EXERCISE PROMPT
Copy out each line below that contains the word "helmet", where case counts.
· · · · · · ·
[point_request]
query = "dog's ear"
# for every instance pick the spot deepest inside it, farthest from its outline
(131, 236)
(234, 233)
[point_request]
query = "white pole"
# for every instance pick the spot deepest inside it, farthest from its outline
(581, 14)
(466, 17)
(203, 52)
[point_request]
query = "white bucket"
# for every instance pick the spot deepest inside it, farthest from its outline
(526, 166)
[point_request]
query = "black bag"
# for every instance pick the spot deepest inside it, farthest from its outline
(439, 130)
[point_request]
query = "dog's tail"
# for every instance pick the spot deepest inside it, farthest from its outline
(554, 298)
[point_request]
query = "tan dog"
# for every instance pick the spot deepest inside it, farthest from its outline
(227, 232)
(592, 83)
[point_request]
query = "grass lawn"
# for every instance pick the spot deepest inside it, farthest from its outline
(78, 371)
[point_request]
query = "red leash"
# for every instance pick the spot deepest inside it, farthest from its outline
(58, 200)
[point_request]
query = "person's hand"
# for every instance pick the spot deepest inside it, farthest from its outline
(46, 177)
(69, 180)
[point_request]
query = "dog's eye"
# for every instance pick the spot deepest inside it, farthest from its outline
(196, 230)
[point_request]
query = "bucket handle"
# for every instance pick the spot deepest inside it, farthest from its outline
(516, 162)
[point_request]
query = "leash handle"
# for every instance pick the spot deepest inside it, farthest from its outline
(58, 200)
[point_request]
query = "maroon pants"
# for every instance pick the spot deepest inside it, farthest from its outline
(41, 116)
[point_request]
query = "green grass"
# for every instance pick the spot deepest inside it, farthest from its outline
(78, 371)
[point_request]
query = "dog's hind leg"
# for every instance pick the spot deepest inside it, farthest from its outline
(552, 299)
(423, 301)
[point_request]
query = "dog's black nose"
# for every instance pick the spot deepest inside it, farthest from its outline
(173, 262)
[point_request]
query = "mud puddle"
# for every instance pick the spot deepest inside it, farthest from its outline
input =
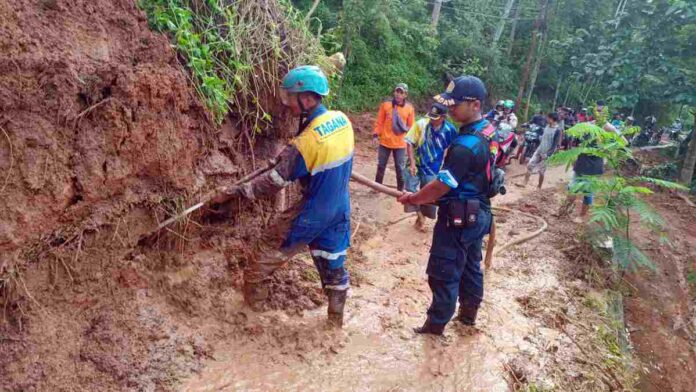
(377, 349)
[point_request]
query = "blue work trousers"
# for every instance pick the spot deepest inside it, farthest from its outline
(328, 243)
(454, 267)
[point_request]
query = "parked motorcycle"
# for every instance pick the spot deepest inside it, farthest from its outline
(507, 143)
(675, 131)
(532, 139)
(643, 138)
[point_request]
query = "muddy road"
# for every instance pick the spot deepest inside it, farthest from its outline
(377, 349)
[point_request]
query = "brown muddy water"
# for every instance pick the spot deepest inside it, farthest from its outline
(377, 349)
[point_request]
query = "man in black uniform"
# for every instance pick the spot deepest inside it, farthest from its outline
(461, 191)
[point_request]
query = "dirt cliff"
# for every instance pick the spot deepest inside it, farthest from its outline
(102, 135)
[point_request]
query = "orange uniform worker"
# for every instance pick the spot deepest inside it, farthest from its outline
(394, 119)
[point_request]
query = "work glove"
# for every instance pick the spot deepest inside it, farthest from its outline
(403, 199)
(224, 193)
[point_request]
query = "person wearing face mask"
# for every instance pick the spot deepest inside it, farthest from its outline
(394, 119)
(426, 144)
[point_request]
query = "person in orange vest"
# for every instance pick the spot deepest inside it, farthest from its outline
(394, 119)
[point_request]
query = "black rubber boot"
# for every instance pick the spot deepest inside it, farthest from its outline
(467, 315)
(337, 301)
(430, 328)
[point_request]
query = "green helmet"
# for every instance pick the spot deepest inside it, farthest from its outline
(306, 78)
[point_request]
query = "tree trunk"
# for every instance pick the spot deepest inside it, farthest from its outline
(436, 12)
(501, 25)
(518, 8)
(687, 174)
(535, 73)
(311, 10)
(539, 26)
(557, 92)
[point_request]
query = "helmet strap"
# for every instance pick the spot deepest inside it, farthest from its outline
(302, 124)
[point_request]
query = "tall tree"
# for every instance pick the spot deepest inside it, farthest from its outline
(503, 20)
(437, 7)
(687, 173)
(539, 26)
(513, 28)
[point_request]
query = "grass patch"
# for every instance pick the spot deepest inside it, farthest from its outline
(236, 52)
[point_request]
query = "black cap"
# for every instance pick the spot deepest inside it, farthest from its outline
· · · · · · ·
TASK RESULT
query = "green helmet"
query = "helmet strap"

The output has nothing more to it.